EXERCISE INSTRUCTIONS
Copy all of the entries below line for line, without any change, and omit the pictures.

STORED DATA

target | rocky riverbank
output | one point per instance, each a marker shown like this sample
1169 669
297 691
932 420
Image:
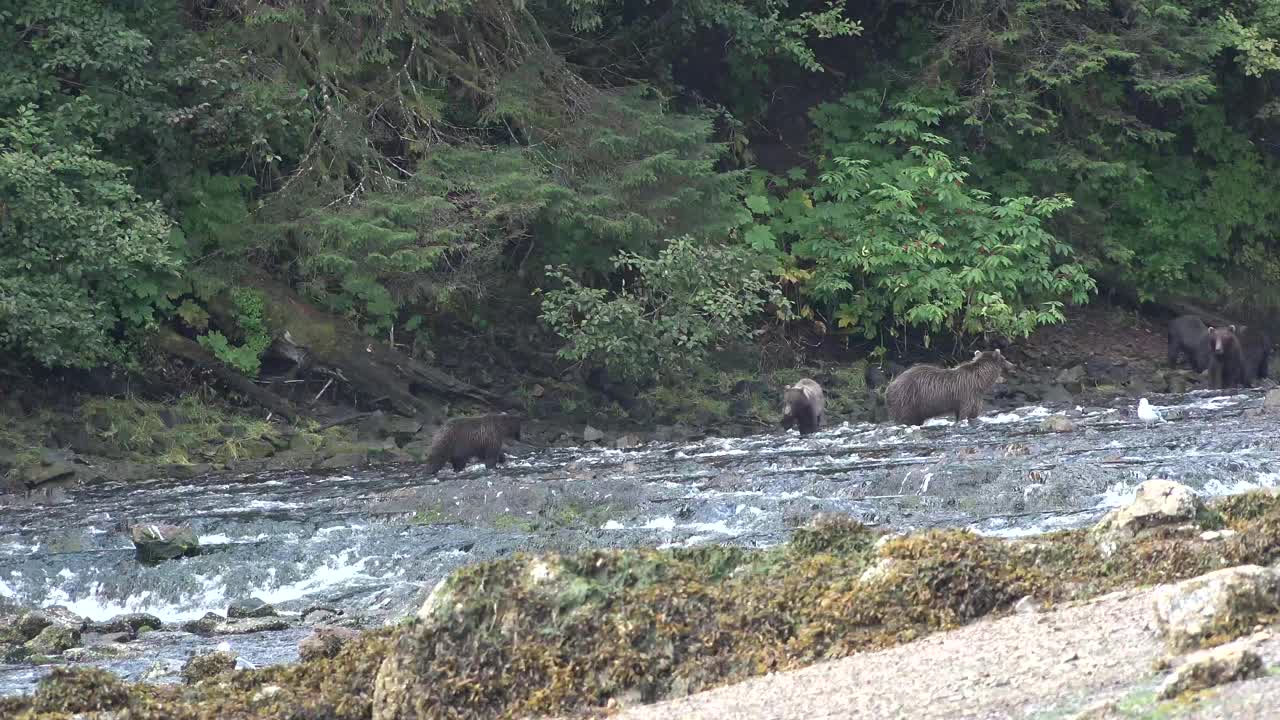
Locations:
606 629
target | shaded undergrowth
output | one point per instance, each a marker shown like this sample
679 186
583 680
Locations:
566 634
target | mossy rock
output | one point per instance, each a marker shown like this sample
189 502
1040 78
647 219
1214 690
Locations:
208 665
54 639
307 442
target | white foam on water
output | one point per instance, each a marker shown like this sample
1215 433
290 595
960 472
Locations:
1001 419
666 523
94 606
1264 481
337 572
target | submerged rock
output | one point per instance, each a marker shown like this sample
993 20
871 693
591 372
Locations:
1057 424
1157 502
1211 668
129 624
252 607
325 642
214 624
155 543
54 639
1224 604
208 665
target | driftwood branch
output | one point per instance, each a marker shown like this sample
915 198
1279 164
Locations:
188 350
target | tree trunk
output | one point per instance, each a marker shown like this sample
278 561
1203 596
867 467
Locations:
192 351
376 370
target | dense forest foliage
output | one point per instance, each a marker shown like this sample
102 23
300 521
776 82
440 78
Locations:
640 178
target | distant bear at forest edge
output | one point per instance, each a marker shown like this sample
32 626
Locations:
803 404
465 438
929 391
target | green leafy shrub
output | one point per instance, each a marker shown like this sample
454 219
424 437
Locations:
81 254
675 308
891 233
250 309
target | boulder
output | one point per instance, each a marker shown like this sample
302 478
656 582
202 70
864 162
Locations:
306 442
1157 502
208 665
155 543
1056 393
127 624
33 621
1212 668
325 641
54 639
58 472
319 615
252 607
1220 605
214 624
256 449
342 461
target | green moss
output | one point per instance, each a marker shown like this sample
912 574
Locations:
178 432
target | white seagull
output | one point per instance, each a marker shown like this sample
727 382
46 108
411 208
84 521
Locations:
1147 414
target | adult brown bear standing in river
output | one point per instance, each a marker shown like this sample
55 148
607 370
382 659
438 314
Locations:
1188 336
803 405
1238 356
464 438
928 391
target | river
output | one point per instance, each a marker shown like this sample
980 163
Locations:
370 543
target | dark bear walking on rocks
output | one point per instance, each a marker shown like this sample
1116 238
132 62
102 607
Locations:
929 391
1188 336
803 405
480 437
1238 356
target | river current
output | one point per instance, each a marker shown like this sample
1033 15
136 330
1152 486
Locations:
373 543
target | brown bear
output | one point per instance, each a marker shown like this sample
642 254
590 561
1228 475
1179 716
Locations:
803 405
929 391
1238 356
1188 336
480 437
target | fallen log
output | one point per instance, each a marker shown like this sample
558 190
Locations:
192 351
323 341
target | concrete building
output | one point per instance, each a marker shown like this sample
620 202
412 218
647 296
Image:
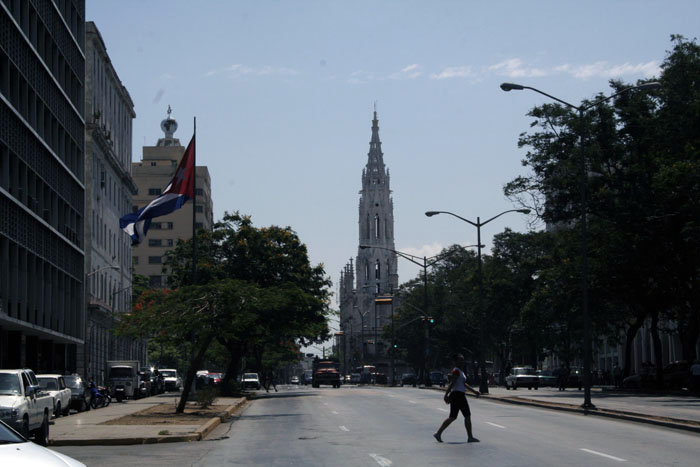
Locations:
42 187
374 272
152 175
109 189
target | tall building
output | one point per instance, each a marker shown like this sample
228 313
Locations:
109 189
375 269
42 188
152 175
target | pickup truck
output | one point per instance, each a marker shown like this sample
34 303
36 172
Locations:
56 387
23 404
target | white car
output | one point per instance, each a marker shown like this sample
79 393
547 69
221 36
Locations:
17 450
56 386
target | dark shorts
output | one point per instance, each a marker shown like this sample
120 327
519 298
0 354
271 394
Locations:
458 402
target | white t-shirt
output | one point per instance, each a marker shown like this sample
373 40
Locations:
460 380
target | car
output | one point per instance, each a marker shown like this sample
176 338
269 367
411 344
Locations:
171 380
437 378
520 377
15 449
80 392
56 386
409 378
250 380
547 378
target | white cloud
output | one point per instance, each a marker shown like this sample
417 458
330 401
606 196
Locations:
514 68
238 70
463 71
409 72
603 69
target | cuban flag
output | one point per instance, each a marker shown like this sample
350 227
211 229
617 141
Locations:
178 191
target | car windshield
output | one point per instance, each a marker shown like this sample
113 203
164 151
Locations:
50 384
7 436
72 382
9 384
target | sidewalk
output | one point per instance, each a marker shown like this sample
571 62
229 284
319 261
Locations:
672 410
87 428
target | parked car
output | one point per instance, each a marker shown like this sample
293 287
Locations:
546 378
24 405
16 449
437 378
250 380
171 379
522 377
408 378
80 392
56 386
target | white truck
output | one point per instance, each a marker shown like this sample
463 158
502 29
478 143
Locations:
123 378
24 405
56 387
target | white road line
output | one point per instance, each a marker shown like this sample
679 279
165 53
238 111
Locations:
383 461
496 425
604 455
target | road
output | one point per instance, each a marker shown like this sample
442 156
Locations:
370 426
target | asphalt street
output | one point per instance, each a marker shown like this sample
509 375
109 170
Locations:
370 426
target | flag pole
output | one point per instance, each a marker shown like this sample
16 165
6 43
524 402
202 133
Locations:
194 205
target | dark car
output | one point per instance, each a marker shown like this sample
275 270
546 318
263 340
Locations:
81 396
408 378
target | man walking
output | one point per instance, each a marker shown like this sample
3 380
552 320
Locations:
457 398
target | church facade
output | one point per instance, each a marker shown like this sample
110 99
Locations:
373 273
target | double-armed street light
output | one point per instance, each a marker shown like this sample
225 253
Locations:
425 263
484 384
584 245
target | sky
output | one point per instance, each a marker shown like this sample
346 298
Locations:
283 93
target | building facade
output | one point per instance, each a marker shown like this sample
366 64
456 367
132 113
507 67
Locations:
152 175
374 272
42 187
109 190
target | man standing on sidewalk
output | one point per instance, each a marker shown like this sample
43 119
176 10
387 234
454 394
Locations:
457 398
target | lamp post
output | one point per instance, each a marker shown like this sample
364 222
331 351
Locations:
584 229
483 384
424 264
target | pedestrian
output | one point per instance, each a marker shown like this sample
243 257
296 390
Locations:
456 397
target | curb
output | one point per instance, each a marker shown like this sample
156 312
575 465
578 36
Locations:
198 435
667 422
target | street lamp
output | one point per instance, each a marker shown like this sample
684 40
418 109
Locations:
424 265
587 404
483 384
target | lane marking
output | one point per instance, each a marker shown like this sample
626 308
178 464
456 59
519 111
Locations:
496 425
383 461
603 455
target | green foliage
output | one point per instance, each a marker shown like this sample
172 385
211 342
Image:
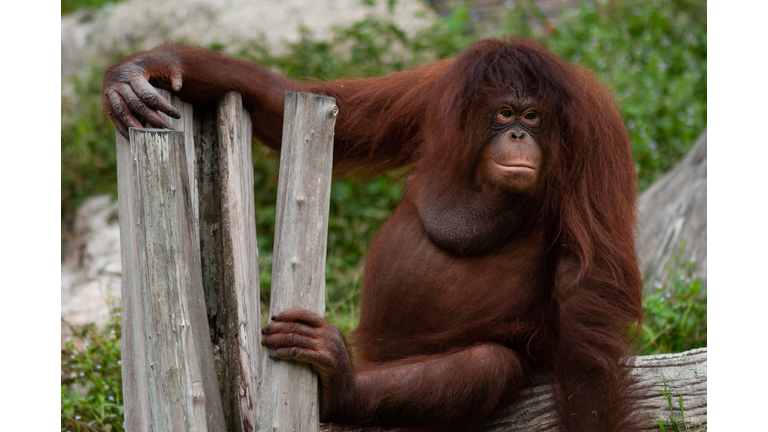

SOLVED EXERCISE
target | rocky riverbank
output | one point per instance, each a marker shown like this sample
1169 669
297 691
932 420
Image:
Locations:
606 629
target | shaded undergrowth
output | one point per instance, each a marker shown like this sample
679 186
583 680
Locations:
566 634
target | mossy rock
output | one point per instance, each a marker shown like this sample
189 502
1040 78
647 219
1214 690
Locations:
208 665
54 639
307 442
target | white foam on water
output | one point per instance, each a marker shown like this sample
1215 433
290 595
960 472
Locations:
1001 419
666 523
94 606
1264 481
337 572
target | submerged rock
output | one point per instance, each a marker shown like this sample
993 20
871 693
591 372
Locations:
1057 424
1157 502
1211 668
129 624
252 607
325 642
214 624
155 543
54 639
1224 604
208 665
target | driftwood branch
output | one point per instance, each a marker shown like this sample
915 198
1279 164
Locations:
188 350
target | tree trunk
output | one point per instance, each a marker shown like this sample
278 561
1203 596
867 467
Locations:
192 351
376 370
target | dense forest foliage
output | one point per instance, each a marker shown like this sample
102 23
300 521
776 82
440 78
Locations:
640 178
target | distant bear at forest edge
output | one point per instance, each a marker shown like this sample
32 626
Locations:
803 404
465 438
929 391
target | green leafy shrub
output | one point per instance, each a marker shown like this sample
454 219
424 437
Locations:
81 254
675 308
891 233
250 309
target | boulder
output | one point per instance, each a marker shown like this sample
302 478
656 582
202 70
864 162
Locations:
306 442
1157 502
208 665
155 543
1056 393
127 624
33 621
1212 668
325 641
54 639
58 472
319 615
252 607
1220 605
214 624
256 449
342 461
target | green moss
output | one point per instance, each a marker shown like this sample
912 574
Locations:
178 432
target | white seagull
output | one point per instance, each a marker shown like this sample
727 382
46 108
411 208
84 521
Locations:
1147 414
target | adult brown bear standing in river
output | one point per instance, each a marker shown like this sample
55 148
607 370
382 659
438 314
Locations:
1188 336
803 405
1238 356
464 438
928 391
target | river
output | one point per instance, each a marker shown like this sample
980 163
Locations:
370 543
target | dark bear walking on rocks
output | one point per instance, each a marker shown like this sample
1116 238
132 62
102 607
Locations:
929 391
1188 336
803 405
480 437
1238 356
target | river current
output | one point per instance, each a marker shown like this sample
1033 15
136 330
1152 486
Locations:
373 543
target | brown bear
output | one point per instance, each a marker shown like this sample
642 254
590 561
1228 475
1179 716
Locations:
803 405
929 391
1238 356
1188 336
480 437
target | fallen log
output | one point per instance, each a marker shown like this sample
558 190
Locations:
192 351
323 341
target | concrete building
output | one point per instance, each a marker shown like this sample
620 202
412 218
647 296
Image:
Locations:
42 187
374 272
152 175
109 189
target | tall building
output | one point per instance, each a marker shown like this sample
228 313
Locations:
109 189
375 269
42 188
152 175
target | pickup truck
output | one point per instance, each a marker shown like this sample
34 303
36 172
Locations:
56 387
23 404
target | white car
output | one point per instance, each a marker shown like this sample
79 393
547 69
221 36
Locations:
17 450
56 386
target | dark shorts
output | one point per instance, each a marker shown like this sample
120 327
519 298
0 354
271 394
Locations:
458 402
target | white t-shirt
output | one point per instance, each a marker shown like this sample
373 40
Locations:
460 380
target | car
output | one point per instance, each a marker shown like this sample
176 338
269 367
411 344
Locations:
171 380
437 378
520 377
15 449
80 392
56 386
409 378
250 380
547 378
target | white cloud
output | one point per instance, each a marker shown like this sample
417 458
330 401
606 196
Locations:
514 68
238 70
463 71
409 72
603 69
target | cuban flag
output | one point per instance, each a marker shown like this sample
350 227
211 229
617 141
Locations:
178 191
target | car windshield
output | one point per instance, each a marker shown like this sample
113 203
164 151
Locations:
50 384
7 436
72 382
9 384
target | sidewalk
output | one point per instance, each a marker shown like this sample
571 62
229 284
319 261
Locations:
672 410
87 428
target | parked car
output | one point per instance, each a marker shown like this sample
293 287
Locations:
546 378
24 405
16 449
437 378
250 380
171 379
522 377
408 378
80 392
56 386
target | white truck
output | one point per instance, each a marker shown like this sample
463 158
502 29
478 143
Locations:
123 378
24 405
56 387
target | white road line
output | one point per instance, each a marker shown like this sample
679 279
165 53
238 111
Locations:
383 461
496 425
604 455
target | road
output | one point per instance, each a marker shown like this sample
442 156
Locations:
370 426
target | asphalt street
output | one point per instance, each a marker shown like this sample
509 375
109 170
Locations:
370 426
target | flag pole
output | one point per instance, each a marker shown like this sample
16 165
6 43
524 402
202 133
Locations:
194 205
target | dark car
output | one point per instance, each a marker shown like this sample
275 270
546 318
263 340
Locations:
81 396
408 378
target | man walking
output | one point per instance, each a marker shown like this sample
3 380
552 320
Locations:
457 398
target | church facade
output | one point per instance, each a marker shown like this sample
110 99
Locations:
373 273
target | double-armed street light
output | one point per instance, each a marker shown like this sample
225 253
Locations:
425 263
484 384
584 245
target | sky
output | one point per instance, each a marker shown like this sample
346 298
Locations:
283 93
target | building facade
output | one point per instance, each a marker shown like this sample
366 64
456 367
132 113
507 67
Locations:
152 175
374 272
42 187
109 190
target | man standing on sidewalk
output | one point per instance, each a marker shown like this sample
43 119
176 10
387 234
454 394
Locations:
457 398
target | lamp post
output | one point per instance, each a marker shown like this sample
364 222
331 351
Locations:
584 229
483 384
424 264
target | pedestrian
output | one point per instance, each a marker shown like this sample
243 257
296 390
Locations:
456 397
target | curb
output | one point per instance, each a marker shown like this sample
156 312
575 465
578 36
Locations:
198 435
667 422
target | street lamp
output | one point per instance, each a marker shown like this sample
684 40
418 109
Locations:
424 265
587 404
483 384
target | lane marking
output | one point per instance, each a marker shown like this sample
626 308
178 464
456 59
519 111
Locations:
496 425
383 461
603 455
target | green foliage
output | one point per instance, each a marker shown like this sample
172 385
211 342
Image:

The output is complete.